### PASSAGE PROVIDED
Self Driving Cars: Lane Finding
The goal of this project is to write a software pipeline to identify lane boundaries. As input we take a video stream from a forward-facing camera mounted on the front of a car, and we will output a annotated video.
Step 1: Camera Calibration and Distortion Correction
The first step in the project is to remove any distortion from the images by calculating the camera calibration matrix and distortion coefficients using a series of images of a chessboard.
I start by preparing “object points”, which will be the (x, y, z) coordinates of the chessboard corners in the world. Here I am assuming the chessboard is fixed on the (x, y) plane at z=0, such that the object points are the same for each calibration image. Thus,
objp is just a replicated array of coordinates, and
objpoints will be appended with a copy of it every time I successfully detect all chessboard corners in a test image.
imgpoints will be appended with the (x, y) pixel position of each of the corners in the image plane with each successful chessboard detection.
I then used the output
imgpoints to compute the camera calibration and distortion coefficients using the
cv2.calibrateCamera() function. I applied this distortion correction to the test image using the
cv2.undistort() function and obtained this result:
Focus on the edges of the images to see the effect of the distortion correction.

### RECORDED INFORMATION
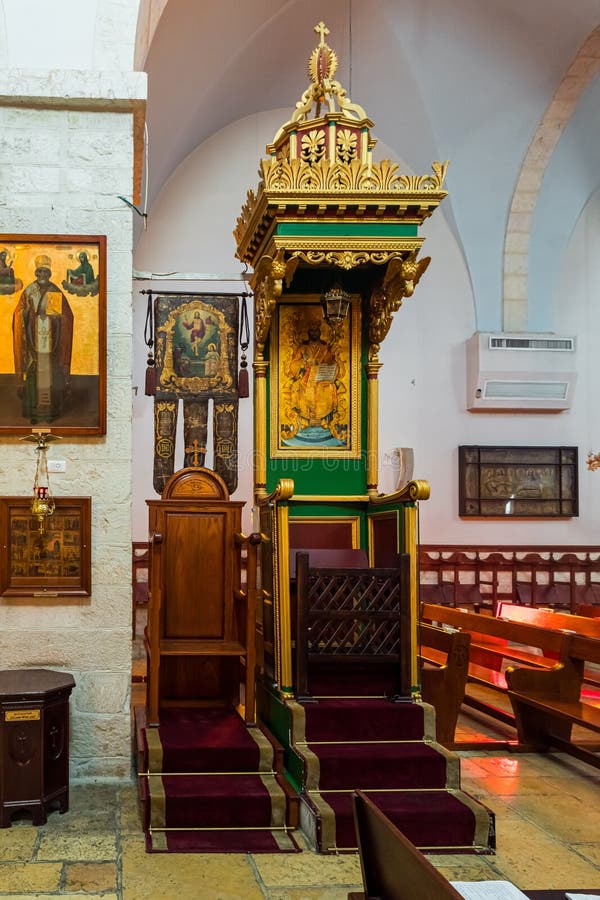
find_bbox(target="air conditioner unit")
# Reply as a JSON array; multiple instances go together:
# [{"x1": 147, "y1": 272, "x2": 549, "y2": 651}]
[{"x1": 467, "y1": 331, "x2": 577, "y2": 412}]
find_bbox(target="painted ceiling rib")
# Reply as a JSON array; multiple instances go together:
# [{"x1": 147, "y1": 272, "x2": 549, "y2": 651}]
[{"x1": 133, "y1": 269, "x2": 252, "y2": 281}]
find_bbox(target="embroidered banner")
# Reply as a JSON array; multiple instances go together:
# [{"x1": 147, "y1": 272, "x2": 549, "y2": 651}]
[{"x1": 154, "y1": 294, "x2": 239, "y2": 494}]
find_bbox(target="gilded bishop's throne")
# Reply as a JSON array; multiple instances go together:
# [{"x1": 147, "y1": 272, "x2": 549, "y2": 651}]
[{"x1": 138, "y1": 23, "x2": 492, "y2": 852}]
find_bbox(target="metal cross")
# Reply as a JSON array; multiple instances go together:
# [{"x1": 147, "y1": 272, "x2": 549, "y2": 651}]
[
  {"x1": 314, "y1": 22, "x2": 329, "y2": 47},
  {"x1": 185, "y1": 438, "x2": 206, "y2": 466}
]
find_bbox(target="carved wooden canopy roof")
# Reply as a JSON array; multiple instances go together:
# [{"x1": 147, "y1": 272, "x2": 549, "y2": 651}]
[{"x1": 234, "y1": 22, "x2": 447, "y2": 355}]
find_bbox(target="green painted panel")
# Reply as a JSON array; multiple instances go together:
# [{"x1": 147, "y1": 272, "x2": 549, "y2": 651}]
[{"x1": 277, "y1": 222, "x2": 418, "y2": 237}]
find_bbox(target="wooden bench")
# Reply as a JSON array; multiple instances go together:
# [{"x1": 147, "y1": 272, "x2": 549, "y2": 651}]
[
  {"x1": 505, "y1": 634, "x2": 600, "y2": 768},
  {"x1": 419, "y1": 544, "x2": 600, "y2": 613},
  {"x1": 420, "y1": 623, "x2": 471, "y2": 747},
  {"x1": 348, "y1": 791, "x2": 462, "y2": 900},
  {"x1": 421, "y1": 603, "x2": 565, "y2": 727},
  {"x1": 497, "y1": 603, "x2": 600, "y2": 687}
]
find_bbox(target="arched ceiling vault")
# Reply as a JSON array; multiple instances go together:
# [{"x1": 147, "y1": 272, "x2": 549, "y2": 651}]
[{"x1": 138, "y1": 0, "x2": 600, "y2": 330}]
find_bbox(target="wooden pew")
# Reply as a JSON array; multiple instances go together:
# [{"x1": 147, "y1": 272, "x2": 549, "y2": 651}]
[
  {"x1": 421, "y1": 603, "x2": 565, "y2": 726},
  {"x1": 348, "y1": 791, "x2": 461, "y2": 900},
  {"x1": 419, "y1": 544, "x2": 600, "y2": 612},
  {"x1": 506, "y1": 634, "x2": 600, "y2": 768},
  {"x1": 419, "y1": 623, "x2": 471, "y2": 747}
]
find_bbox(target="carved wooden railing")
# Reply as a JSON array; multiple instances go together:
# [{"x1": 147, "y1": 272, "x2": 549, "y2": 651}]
[
  {"x1": 419, "y1": 544, "x2": 600, "y2": 613},
  {"x1": 295, "y1": 553, "x2": 411, "y2": 698}
]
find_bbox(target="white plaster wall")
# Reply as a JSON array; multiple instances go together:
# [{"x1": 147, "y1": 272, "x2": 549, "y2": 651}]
[
  {"x1": 0, "y1": 0, "x2": 139, "y2": 71},
  {"x1": 134, "y1": 110, "x2": 600, "y2": 545},
  {"x1": 0, "y1": 70, "x2": 143, "y2": 778},
  {"x1": 380, "y1": 200, "x2": 600, "y2": 545}
]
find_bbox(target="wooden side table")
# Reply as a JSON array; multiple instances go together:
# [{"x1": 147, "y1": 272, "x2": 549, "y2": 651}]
[{"x1": 0, "y1": 669, "x2": 75, "y2": 828}]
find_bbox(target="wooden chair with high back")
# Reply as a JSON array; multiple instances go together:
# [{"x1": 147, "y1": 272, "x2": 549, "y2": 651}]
[
  {"x1": 348, "y1": 791, "x2": 461, "y2": 900},
  {"x1": 146, "y1": 468, "x2": 256, "y2": 725}
]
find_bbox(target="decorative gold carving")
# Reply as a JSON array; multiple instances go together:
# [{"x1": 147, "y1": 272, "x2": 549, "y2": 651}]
[
  {"x1": 260, "y1": 156, "x2": 448, "y2": 195},
  {"x1": 250, "y1": 249, "x2": 298, "y2": 356},
  {"x1": 273, "y1": 22, "x2": 367, "y2": 134},
  {"x1": 258, "y1": 478, "x2": 294, "y2": 506},
  {"x1": 369, "y1": 250, "x2": 431, "y2": 360},
  {"x1": 291, "y1": 250, "x2": 394, "y2": 270},
  {"x1": 587, "y1": 450, "x2": 600, "y2": 472},
  {"x1": 302, "y1": 128, "x2": 325, "y2": 164},
  {"x1": 370, "y1": 479, "x2": 431, "y2": 506}
]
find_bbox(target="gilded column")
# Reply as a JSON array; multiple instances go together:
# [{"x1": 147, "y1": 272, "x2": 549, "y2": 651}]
[
  {"x1": 403, "y1": 505, "x2": 421, "y2": 695},
  {"x1": 365, "y1": 362, "x2": 382, "y2": 494},
  {"x1": 276, "y1": 503, "x2": 293, "y2": 695},
  {"x1": 252, "y1": 360, "x2": 269, "y2": 498}
]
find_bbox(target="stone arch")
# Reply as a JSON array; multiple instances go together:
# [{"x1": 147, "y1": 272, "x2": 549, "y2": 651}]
[
  {"x1": 133, "y1": 0, "x2": 169, "y2": 71},
  {"x1": 502, "y1": 27, "x2": 600, "y2": 331}
]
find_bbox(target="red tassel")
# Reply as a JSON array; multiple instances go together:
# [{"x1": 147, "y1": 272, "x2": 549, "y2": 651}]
[
  {"x1": 144, "y1": 360, "x2": 156, "y2": 397},
  {"x1": 238, "y1": 353, "x2": 250, "y2": 397}
]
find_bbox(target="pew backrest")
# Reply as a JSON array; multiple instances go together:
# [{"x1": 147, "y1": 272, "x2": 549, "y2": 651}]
[{"x1": 496, "y1": 602, "x2": 600, "y2": 639}]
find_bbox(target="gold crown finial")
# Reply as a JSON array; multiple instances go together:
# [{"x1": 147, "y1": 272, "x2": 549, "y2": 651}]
[{"x1": 314, "y1": 22, "x2": 329, "y2": 47}]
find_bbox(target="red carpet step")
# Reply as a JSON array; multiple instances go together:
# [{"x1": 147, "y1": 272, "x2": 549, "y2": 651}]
[
  {"x1": 135, "y1": 709, "x2": 298, "y2": 853},
  {"x1": 287, "y1": 697, "x2": 494, "y2": 853}
]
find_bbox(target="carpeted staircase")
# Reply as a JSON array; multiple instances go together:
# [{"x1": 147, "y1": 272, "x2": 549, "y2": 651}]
[
  {"x1": 135, "y1": 707, "x2": 298, "y2": 853},
  {"x1": 287, "y1": 697, "x2": 495, "y2": 853}
]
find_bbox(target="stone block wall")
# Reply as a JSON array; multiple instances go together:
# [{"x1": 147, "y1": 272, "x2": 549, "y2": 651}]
[{"x1": 0, "y1": 70, "x2": 145, "y2": 779}]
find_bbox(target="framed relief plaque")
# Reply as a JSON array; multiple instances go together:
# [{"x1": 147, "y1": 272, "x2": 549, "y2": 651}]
[
  {"x1": 271, "y1": 296, "x2": 361, "y2": 459},
  {"x1": 0, "y1": 497, "x2": 92, "y2": 597},
  {"x1": 0, "y1": 234, "x2": 106, "y2": 436},
  {"x1": 458, "y1": 446, "x2": 579, "y2": 518}
]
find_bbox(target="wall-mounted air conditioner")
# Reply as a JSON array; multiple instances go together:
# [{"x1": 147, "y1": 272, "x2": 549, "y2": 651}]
[{"x1": 467, "y1": 331, "x2": 577, "y2": 412}]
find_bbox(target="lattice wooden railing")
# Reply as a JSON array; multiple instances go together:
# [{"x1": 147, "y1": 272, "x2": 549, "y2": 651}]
[{"x1": 295, "y1": 553, "x2": 410, "y2": 697}]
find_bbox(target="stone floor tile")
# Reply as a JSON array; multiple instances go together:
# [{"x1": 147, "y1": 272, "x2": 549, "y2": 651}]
[
  {"x1": 266, "y1": 884, "x2": 362, "y2": 900},
  {"x1": 573, "y1": 841, "x2": 600, "y2": 864},
  {"x1": 0, "y1": 862, "x2": 62, "y2": 893},
  {"x1": 427, "y1": 853, "x2": 499, "y2": 881},
  {"x1": 122, "y1": 836, "x2": 264, "y2": 900},
  {"x1": 511, "y1": 792, "x2": 600, "y2": 843},
  {"x1": 0, "y1": 893, "x2": 121, "y2": 900},
  {"x1": 64, "y1": 862, "x2": 117, "y2": 894},
  {"x1": 118, "y1": 784, "x2": 142, "y2": 834},
  {"x1": 0, "y1": 825, "x2": 38, "y2": 862},
  {"x1": 495, "y1": 807, "x2": 600, "y2": 890},
  {"x1": 37, "y1": 830, "x2": 117, "y2": 861},
  {"x1": 253, "y1": 850, "x2": 362, "y2": 890}
]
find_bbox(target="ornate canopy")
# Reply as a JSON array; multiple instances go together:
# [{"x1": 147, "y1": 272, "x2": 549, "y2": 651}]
[{"x1": 234, "y1": 22, "x2": 447, "y2": 360}]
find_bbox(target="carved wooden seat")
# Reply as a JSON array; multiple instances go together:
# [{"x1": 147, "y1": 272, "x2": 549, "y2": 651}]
[{"x1": 146, "y1": 468, "x2": 256, "y2": 725}]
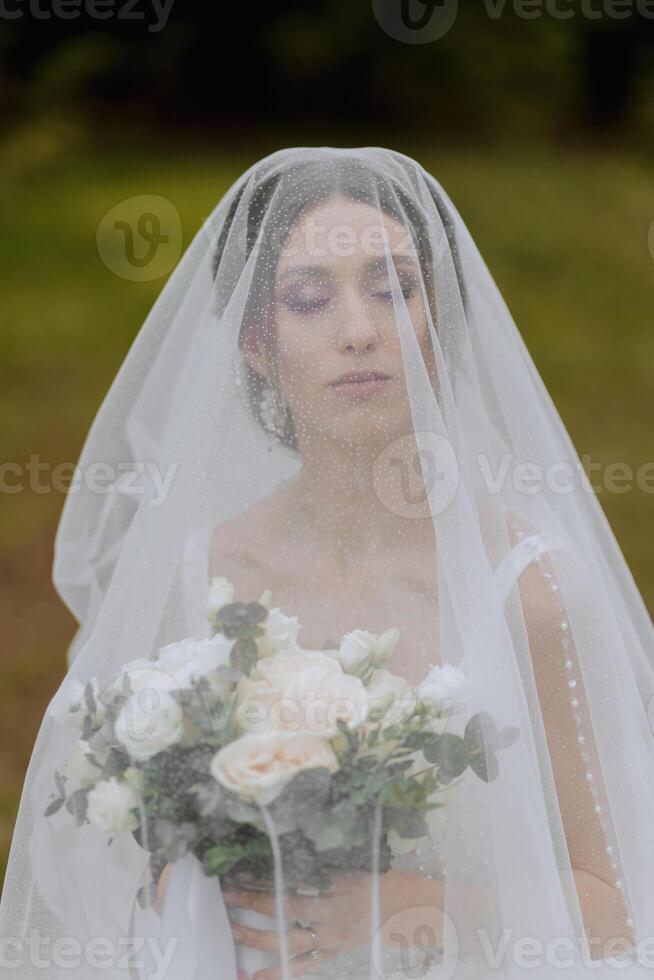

### WHAT TO DO
1: List every variable name that the lane-finding text uses for arrays of points or coordinates.
2: Reproduce the part of the lane-finding text starting with "I start by preparing" and going on through "successful chessboard detection.".
3: According to the lane-finding text, where is the chessboard assumed to be fixed?
Use only the lane-finding text, not the items.

### ANSWERS PROVIDED
1: objp, objpoints, imgpoints

2:
I start by preparing “object points”, which will be the (x, y, z) coordinates of the chessboard corners in the world. Here I am assuming the chessboard is fixed on the (x, y) plane at z=0, such that the object points are the same for each calibration image. Thus,
objp is just a replicated array of coordinates, and
objpoints will be appended with a copy of it every time I successfully detect all chessboard corners in a test image.
imgpoints will be appended with the (x, y) pixel position of each of the corners in the image plane with each successful chessboard detection.

3: On the (x, y) plane at z=0.